**Stated problem**
Rewrite the items below from the line with "Mark one point on every instance of the white cloud" through the end of the items, putting "withered grass" wherever "dry grass" appears and keeping everything else the same. Leave the pictures out of your answer.

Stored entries
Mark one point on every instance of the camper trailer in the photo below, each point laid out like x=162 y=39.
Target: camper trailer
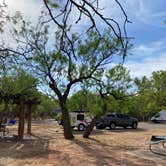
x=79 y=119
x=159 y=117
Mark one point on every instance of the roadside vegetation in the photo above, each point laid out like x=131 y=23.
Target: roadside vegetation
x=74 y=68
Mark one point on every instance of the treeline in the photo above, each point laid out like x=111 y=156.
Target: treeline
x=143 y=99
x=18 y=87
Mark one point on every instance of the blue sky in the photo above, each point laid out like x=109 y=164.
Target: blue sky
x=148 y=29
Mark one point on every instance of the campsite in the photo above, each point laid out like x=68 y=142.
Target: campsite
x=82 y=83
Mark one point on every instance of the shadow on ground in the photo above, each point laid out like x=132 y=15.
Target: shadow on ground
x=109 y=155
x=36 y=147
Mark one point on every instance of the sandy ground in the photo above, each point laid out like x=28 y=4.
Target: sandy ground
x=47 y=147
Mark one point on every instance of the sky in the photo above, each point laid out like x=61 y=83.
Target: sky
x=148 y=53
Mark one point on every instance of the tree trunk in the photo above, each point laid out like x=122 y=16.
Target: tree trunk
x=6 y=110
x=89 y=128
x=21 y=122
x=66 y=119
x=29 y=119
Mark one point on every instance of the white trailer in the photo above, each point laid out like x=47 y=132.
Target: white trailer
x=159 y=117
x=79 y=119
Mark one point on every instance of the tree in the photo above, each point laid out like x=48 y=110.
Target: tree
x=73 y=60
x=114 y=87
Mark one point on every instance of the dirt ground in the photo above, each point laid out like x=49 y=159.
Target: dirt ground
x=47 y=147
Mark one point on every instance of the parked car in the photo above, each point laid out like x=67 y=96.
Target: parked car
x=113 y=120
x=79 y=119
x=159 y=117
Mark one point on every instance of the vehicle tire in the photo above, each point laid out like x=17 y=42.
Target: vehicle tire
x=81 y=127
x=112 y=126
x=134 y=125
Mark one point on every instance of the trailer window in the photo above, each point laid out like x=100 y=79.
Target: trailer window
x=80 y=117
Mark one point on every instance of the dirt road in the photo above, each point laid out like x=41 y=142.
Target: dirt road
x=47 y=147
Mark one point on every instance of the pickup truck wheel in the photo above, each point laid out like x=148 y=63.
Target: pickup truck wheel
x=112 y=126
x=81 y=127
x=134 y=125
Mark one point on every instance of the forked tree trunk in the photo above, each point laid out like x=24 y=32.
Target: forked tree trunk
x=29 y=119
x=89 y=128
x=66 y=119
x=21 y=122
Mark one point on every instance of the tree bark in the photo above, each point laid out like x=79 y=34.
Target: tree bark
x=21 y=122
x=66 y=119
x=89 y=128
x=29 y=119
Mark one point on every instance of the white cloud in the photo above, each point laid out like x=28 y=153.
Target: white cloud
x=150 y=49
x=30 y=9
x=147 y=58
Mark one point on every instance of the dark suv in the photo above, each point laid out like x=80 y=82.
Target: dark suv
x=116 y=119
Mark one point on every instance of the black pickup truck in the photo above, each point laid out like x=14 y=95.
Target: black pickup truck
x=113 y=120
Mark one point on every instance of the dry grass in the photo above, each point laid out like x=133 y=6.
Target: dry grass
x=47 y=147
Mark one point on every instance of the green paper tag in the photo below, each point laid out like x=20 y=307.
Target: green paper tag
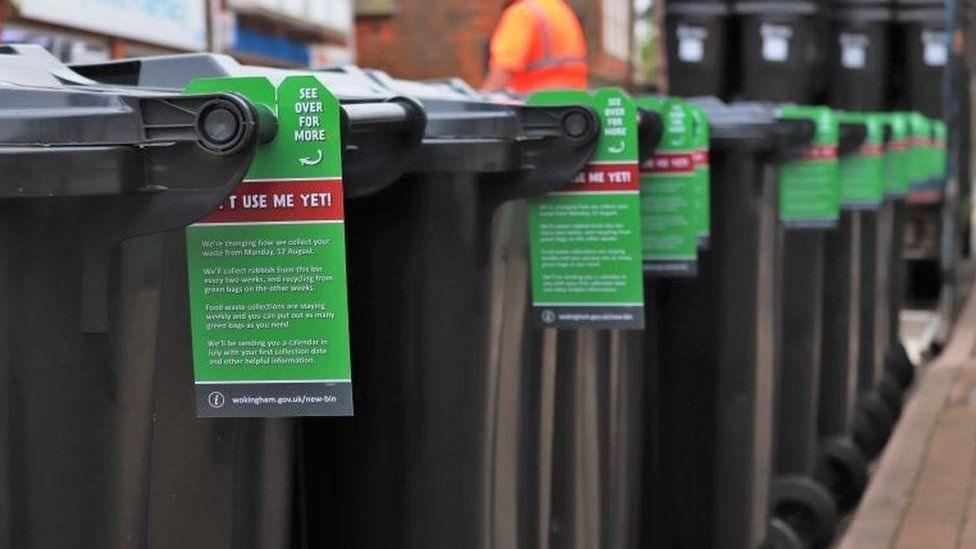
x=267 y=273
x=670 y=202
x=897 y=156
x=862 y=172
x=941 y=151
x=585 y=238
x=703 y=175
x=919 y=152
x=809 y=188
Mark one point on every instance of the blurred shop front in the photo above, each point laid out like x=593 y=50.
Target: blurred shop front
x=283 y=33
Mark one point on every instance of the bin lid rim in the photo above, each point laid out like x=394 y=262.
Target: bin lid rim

**Answer to this task**
Mark one point on every instance of the white cloud in the photo above, each point laid out like x=28 y=153.
Target: white cloud
x=150 y=49
x=30 y=9
x=147 y=58
Mark one point on every instance of the dark suv in the photo above, each point laid out like x=80 y=82.
Target: dark suv
x=116 y=119
Mark one point on every instance of the black pickup truck in the photo above, each point laid out like x=14 y=95.
Target: black pickup truck
x=113 y=120
Mark one point on every instance of the withered grass in the photo above, each point laid out like x=133 y=6.
Target: withered grass
x=47 y=147
Mark one point on every instance of the green paper tag in the photo below, each point laid out like x=20 y=307.
Target: green paper tag
x=267 y=273
x=670 y=202
x=897 y=156
x=862 y=172
x=941 y=151
x=585 y=238
x=703 y=175
x=919 y=152
x=809 y=188
Mark one point on every instance of the blurred shop front in the photo above, each point laid out like x=593 y=50.
Target: blurred shop front
x=283 y=33
Mark one point on every instance of the bin lid rim in the photo above, each point laid out like x=394 y=262.
Target: bin lid rim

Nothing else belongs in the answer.